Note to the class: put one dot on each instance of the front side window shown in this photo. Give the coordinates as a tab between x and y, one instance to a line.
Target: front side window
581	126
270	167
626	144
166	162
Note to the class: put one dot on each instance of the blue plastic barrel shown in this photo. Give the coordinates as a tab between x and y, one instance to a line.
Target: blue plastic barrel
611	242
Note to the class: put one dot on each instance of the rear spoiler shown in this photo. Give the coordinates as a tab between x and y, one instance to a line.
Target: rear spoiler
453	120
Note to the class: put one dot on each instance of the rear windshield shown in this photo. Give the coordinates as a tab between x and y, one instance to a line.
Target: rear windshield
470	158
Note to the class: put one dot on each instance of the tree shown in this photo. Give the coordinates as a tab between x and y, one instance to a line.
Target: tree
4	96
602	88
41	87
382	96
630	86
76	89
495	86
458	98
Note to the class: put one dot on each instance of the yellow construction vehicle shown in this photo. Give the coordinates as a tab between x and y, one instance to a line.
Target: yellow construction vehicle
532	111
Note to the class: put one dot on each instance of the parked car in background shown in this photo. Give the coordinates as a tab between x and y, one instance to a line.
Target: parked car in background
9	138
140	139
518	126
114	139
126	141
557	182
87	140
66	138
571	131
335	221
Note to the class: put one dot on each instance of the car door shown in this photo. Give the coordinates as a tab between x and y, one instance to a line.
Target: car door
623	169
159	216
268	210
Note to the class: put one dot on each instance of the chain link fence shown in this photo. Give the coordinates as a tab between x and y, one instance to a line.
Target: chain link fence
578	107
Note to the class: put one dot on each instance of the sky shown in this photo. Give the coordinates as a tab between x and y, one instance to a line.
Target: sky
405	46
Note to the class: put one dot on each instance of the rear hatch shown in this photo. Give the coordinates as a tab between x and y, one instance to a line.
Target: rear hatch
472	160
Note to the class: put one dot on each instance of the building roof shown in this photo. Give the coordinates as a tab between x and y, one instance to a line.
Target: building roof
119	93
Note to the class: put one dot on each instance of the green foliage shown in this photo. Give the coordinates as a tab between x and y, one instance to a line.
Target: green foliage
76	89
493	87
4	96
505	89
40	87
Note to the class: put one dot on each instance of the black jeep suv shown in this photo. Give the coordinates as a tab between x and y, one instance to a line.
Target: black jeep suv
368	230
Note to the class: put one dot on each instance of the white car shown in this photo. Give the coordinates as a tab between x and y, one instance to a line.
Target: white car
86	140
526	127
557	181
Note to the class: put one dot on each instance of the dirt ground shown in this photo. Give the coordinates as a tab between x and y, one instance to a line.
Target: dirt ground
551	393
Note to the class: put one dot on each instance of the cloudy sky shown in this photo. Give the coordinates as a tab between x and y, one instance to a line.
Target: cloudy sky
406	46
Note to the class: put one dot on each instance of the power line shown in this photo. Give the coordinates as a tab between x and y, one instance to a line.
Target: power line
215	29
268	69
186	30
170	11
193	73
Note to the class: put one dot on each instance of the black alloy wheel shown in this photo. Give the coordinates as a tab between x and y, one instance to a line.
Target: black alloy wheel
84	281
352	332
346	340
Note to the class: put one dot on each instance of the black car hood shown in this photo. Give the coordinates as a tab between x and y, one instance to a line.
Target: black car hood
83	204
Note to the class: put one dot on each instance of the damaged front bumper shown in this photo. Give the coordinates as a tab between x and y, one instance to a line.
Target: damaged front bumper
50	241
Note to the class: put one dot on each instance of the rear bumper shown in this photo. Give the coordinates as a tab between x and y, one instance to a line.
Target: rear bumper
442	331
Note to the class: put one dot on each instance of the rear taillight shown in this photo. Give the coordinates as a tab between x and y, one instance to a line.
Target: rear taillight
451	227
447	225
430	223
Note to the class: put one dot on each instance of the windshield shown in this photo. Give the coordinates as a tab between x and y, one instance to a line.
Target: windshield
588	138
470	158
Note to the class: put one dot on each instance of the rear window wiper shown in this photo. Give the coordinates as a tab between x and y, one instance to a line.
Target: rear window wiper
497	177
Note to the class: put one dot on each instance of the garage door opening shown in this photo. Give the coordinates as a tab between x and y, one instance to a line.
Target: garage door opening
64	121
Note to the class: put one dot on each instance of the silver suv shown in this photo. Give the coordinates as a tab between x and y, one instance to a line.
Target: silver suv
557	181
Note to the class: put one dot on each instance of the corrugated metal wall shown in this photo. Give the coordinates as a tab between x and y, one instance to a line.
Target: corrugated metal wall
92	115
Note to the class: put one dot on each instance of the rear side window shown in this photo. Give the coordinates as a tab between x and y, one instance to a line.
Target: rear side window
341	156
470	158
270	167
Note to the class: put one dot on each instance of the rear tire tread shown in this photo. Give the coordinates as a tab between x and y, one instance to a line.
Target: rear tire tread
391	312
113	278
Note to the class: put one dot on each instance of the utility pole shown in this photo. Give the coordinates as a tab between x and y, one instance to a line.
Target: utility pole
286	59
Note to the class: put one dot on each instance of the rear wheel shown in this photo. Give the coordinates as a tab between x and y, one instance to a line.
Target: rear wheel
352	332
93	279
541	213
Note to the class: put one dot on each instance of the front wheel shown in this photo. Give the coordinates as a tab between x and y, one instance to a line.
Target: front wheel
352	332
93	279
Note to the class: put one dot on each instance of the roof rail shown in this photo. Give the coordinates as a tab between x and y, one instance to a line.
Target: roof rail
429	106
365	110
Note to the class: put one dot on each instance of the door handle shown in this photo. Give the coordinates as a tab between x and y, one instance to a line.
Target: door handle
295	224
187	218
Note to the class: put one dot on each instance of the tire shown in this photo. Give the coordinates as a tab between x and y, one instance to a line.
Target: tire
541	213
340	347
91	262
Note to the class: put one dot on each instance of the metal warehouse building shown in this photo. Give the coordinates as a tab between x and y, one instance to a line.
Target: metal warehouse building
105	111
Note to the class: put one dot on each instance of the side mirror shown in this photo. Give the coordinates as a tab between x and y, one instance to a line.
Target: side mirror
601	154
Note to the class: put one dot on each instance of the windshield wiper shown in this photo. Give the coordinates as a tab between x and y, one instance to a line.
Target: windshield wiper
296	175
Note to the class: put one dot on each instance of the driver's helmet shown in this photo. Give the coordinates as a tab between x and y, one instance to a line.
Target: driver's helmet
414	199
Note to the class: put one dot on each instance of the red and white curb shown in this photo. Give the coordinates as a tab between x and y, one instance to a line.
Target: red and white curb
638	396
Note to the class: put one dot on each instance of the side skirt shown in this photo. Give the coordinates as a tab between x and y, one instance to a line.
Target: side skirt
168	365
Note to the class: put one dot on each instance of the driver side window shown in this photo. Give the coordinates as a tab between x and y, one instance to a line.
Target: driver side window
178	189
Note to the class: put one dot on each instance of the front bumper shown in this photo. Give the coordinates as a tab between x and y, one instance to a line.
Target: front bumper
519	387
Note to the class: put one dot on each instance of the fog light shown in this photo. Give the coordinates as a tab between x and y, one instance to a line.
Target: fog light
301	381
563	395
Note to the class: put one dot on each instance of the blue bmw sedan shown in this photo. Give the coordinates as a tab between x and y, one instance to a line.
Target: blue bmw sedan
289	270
..........
Given instruction: Extract the complete set of records unchanged.

Task answer:
Note to the class: put one dot on each instance of the front side window shown in this photo. Give the coordinates as a tab between x and y, one instance to a line.
Target: front side window
581	126
270	167
626	144
166	162
Note to the class: put one dot on each instance of the blue plastic barrel shown in this photo. Give the coordinates as a tab between x and y, one instance to a line.
Target: blue plastic barrel
611	242
Note to the class: put one dot on each instance of the rear spoiler shown in this photo. Give the coordinates as a tab between x and y, one instance to a line.
Target: rear spoiler
453	120
Note to the class: put one dot on each instance of the rear windshield shown in this photo. Give the coordinates as a tab between x and y, one instance to a line.
Target: rear windshield
470	158
Note to the class: put one dot on each instance of the tree shown in this photo. Give the coordinates as a tab between x and y, one instance to a line.
Target: tree
4	96
602	88
41	87
382	96
630	86
76	89
495	86
458	98
Note to the class: put one dot on each instance of the yellow construction vehicle shown in this photo. Give the coordinates as a tab between x and y, one instance to a line.
Target: yellow construction vehicle
532	111
Note to the class: put one dot on each instance of the parked car in background shown in this photo. Give the coordinates as a tab between x and y, one instance to a line.
Target: parked car in background
9	138
140	139
518	126
114	139
126	141
557	182
87	140
66	138
571	131
335	221
Note to the class: put one dot on each instance of the car door shown in this photo. Give the coordinates as a tab between x and y, one instance to a line.
Target: car door
623	169
159	216
268	210
Note to the class: put one dot on each instance of the chain link fence shown in this photo. Give the coordinates as a tab between x and y, one instance to a line.
Target: chain link fence
578	107
Note to the class: put one dot on each instance of the sky shown in this photo. Give the coordinates as a tab between x and y, one instance to a line.
Target: sky
405	46
Note to the class: put one dot on each instance of the rear hatch shown in this photo. Give the coordinates as a tab between x and y, one instance to a line.
Target: rear hatch
472	160
Note to the class: put one dot on each instance of the building roof shown in this photo. Give the coordinates as a tab between x and y, one instance to a line.
Target: building roof
119	93
Note to the class: put one dot on each instance of the green foliage shown in this photo. Give the coordinates as a tab between x and y, one instance to a line.
Target: green foliage
76	89
493	87
4	96
505	89
40	87
Note to the class: put one dot on each instance of the black jeep suv shown in this photo. Give the coordinates as a tab between x and y, one instance to a line.
Target: black jeep suv
368	230
Note to the class: put one dot on each instance of the white car shown in this photo. Give the coordinates as a tab between x and y, one instance to a line.
Target: white car
86	140
526	127
557	181
Note to the class: put one dot on each instance of the dirt ground shown in this photo. Give the coordinates as a tab between x and y, one instance to a line.
Target: dirt ground
551	393
Note to the class: put one dot on each instance of the cloudy sky shown in this photo. Give the coordinates as a tab between x and y, one instance to a line.
Target: cloudy sky
406	46
Note to the class: put one dot on each instance of the power line shown in this photo. Give the coordinates as a tab between x and y, one instance to a line.
Target: power line
215	29
268	69
186	30
170	11
193	73
Note to the class: put one dot on each instance of the black alloy wheel shown in this photo. Give the coordinates as a tab between x and y, one instance to a line.
Target: black alloy wheel
84	281
352	332
346	340
Note to the class: put one dot on each instance of the black car hood shown in this photo. Give the coordinates as a tab between x and y, one instance to a line.
Target: black car hood
83	204
Note to the class: put one dot on each instance of the damaged front bumper shown in this photo. Give the coordinates as a tab between x and y, one instance to a line.
Target: damaged front bumper
50	241
Note to the class: put one dot on each instance of the rear bumper shown in this photo. Give the coordinates as a tab between x and y, one instance to a line.
Target: rear bumper
442	331
Note to the class: put one dot on each instance of the rear taillight shown in this photo. Give the coordinates as a tab between x and y, one instance to a line.
Target: rear taillight
451	227
447	225
430	223
Note to the class: put one dot on each instance of the windshield shown in this photo. Give the coordinates as a tab between x and y, one instance to a line.
Target: windshield
588	138
470	158
Note to the class: put one dot on each instance of the rear window wiper shown in this photo. Give the coordinates as a tab between x and y, one instance to a line.
Target: rear window wiper
497	177
Note to the class: put one dot on each instance of the garage door opening shown in this photo. Give the coordinates as a tab between x and y, one instance to a line.
Target: garage door opening
64	121
Note to the class: put one dot on each instance of the silver suv shown in this photo. Give the coordinates as a tab between x and y, one instance to a line.
Target: silver suv
557	181
Note to the class: put one dot on each instance of the corrugated metal wall shown in this photo. Give the coordinates as a tab between x and y, one instance to a line.
Target: corrugated metal wall
92	115
Note to the class: put one dot on each instance of the rear side window shown in this photo. Give the coordinates as a tab between x and y, one instance to a line.
Target: rear side window
341	156
470	158
270	167
Note to the class: put one dot on each instance of the rear tire tread shown in this photo. Give the coordinates as a tab between x and y, one instance to a line.
Target: rear tire tread
391	312
113	278
Note to the class: put one dot on each instance of the utility pole shown in this photo. Give the coordinates as a tab between x and y, one instance to a line.
Target: utility pole
286	59
Note to the class: put one dot on each instance of the rear wheel shown in this photo. Give the coordinates as a tab between x and y, one instance to a line.
Target: rear wheel
352	332
93	279
541	213
Note to the class: put one dot on each instance of the front wheel shown in this photo. Give the coordinates as a tab between x and y, one instance to a line.
Target: front wheel
352	332
93	279
Note to the class: put one dot on each instance of the roof rail shown in this photo. Give the coordinates as a tab between x and y, one instance to a line.
Target: roof rail
429	106
365	110
Note to the class: put one dot on each instance of the door handle shown in this photo. Give the coordinates as a tab between x and y, one instance to a line.
Target: door handle
295	224
187	218
Note to the class: put one dot on each instance of the tire shown in this photo. Give the coordinates as a tab between x and y, one instance to a line.
Target: tire
541	213
340	347
91	262
Note to the class: put one dot on each instance of the metal warehouse building shown in this photo. Give the coordinates as a tab between x and y, one instance to a line.
Target: metal warehouse building
105	111
Note to the class: put one dot on each instance of the side mirror shown in this photo. Give the coordinates as a tab between x and y, one instance to a line.
Target: side mirror
601	154
Note to the class: put one dot on each instance of the windshield wiper shown in this photo. Give the coordinates as a tab between x and y, one instance to a line.
Target: windshield wiper
296	175
Note to the class: put one dot on each instance of the driver's helmet shown in this photo. Give the coordinates as a tab between x and y, one instance to a line.
Target: driver's helmet
414	199
Note to the class: put one dot on each instance of the red and white curb shown in this photo. Give the coordinates as a tab between x and y, one instance to a line.
Target: red and white curb
638	396
Note to the class: put one dot on each instance of the side skirt shown in this photo. Give the coordinates as a tab between x and y, one instance to a line.
Target: side skirt
168	365
Note to the class: put one dot on each instance of the driver side window shown in this photo. Give the coordinates as a tab between x and y, one instance to a line.
Target: driver side window
178	189
Note to the class: put one dot on each instance of the front bumper shown in this photo. Give the coordinates as a tab between x and y, one instance to a line.
Target: front bumper
519	387
Note to the class: put one dot on each instance of the fog light shown in this photo. Give the coordinates as a tab between x and y, one instance to a line.
Target: fog light
301	381
563	395
Note to the class: put one dot on each instance of the blue bmw sedan shown in this photo. Give the coordinates as a tab between x and y, one instance to a line.
Target: blue bmw sedan
289	270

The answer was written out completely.